Task ▸ Pick out every line in the listing below that contains the string "face", matching case exactly.

Exercise data ▸
=======
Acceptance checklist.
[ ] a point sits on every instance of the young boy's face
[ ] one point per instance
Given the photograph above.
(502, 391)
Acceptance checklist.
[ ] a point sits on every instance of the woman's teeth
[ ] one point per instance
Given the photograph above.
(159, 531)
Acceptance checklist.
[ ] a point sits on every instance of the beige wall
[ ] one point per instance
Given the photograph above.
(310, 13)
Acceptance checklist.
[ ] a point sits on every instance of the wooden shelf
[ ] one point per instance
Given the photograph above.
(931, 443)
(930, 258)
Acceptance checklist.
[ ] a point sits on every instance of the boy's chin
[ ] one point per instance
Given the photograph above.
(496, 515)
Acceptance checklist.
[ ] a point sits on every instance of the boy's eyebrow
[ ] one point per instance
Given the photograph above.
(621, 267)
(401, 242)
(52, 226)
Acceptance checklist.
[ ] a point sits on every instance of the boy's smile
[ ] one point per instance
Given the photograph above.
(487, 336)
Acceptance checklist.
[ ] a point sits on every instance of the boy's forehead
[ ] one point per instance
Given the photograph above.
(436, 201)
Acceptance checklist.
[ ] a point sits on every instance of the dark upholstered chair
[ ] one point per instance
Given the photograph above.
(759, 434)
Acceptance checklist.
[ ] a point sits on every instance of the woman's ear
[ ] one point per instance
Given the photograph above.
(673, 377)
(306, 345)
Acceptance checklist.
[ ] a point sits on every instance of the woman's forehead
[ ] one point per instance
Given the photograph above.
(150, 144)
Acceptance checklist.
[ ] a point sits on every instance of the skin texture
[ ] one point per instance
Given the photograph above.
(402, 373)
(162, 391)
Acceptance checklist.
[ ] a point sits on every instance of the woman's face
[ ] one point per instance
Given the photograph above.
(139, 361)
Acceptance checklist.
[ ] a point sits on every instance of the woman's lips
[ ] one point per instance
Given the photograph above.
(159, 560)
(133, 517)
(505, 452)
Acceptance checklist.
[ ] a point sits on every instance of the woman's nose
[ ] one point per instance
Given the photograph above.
=======
Output of the exercise ▸
[ ] a point sits on every instance of the young boy's face
[ ] a point sits on every instance of the woman's face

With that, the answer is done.